DATA SUPPLIED:
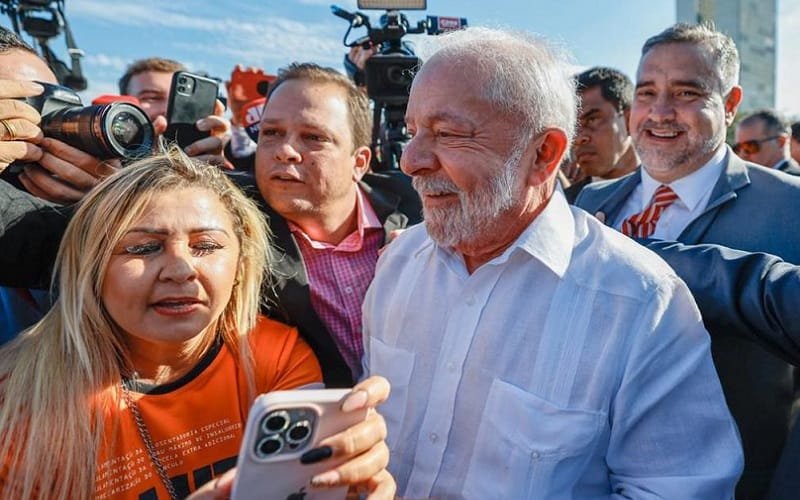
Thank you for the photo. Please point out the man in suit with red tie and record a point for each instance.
---
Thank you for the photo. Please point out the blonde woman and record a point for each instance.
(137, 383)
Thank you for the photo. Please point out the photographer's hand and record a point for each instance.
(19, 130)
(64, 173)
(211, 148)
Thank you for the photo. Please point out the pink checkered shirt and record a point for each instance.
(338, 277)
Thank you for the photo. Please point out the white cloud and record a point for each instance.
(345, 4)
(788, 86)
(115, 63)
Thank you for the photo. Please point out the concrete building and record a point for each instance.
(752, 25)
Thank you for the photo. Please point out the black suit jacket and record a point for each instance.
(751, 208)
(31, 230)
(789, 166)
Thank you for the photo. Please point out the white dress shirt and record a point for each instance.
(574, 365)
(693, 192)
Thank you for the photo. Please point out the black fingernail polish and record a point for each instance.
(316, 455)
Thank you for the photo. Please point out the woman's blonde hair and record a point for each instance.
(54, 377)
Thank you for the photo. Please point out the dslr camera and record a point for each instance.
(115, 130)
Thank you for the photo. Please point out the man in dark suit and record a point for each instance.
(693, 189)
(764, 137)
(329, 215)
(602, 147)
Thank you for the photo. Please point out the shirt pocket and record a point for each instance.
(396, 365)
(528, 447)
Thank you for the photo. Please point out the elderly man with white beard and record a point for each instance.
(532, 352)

DIRECTION:
Gather every line in the records that contains the word "shirt" and copy each one in full.

RESPONSE BELOW:
Thank you for the photo. Please point out the pink checkered shirt and record a point for each instance.
Thank you for the photo. Please point out the white dress shirt and record a point for each instance.
Thank you for the photo. Please point out the shirt pocket and record a point for each instance.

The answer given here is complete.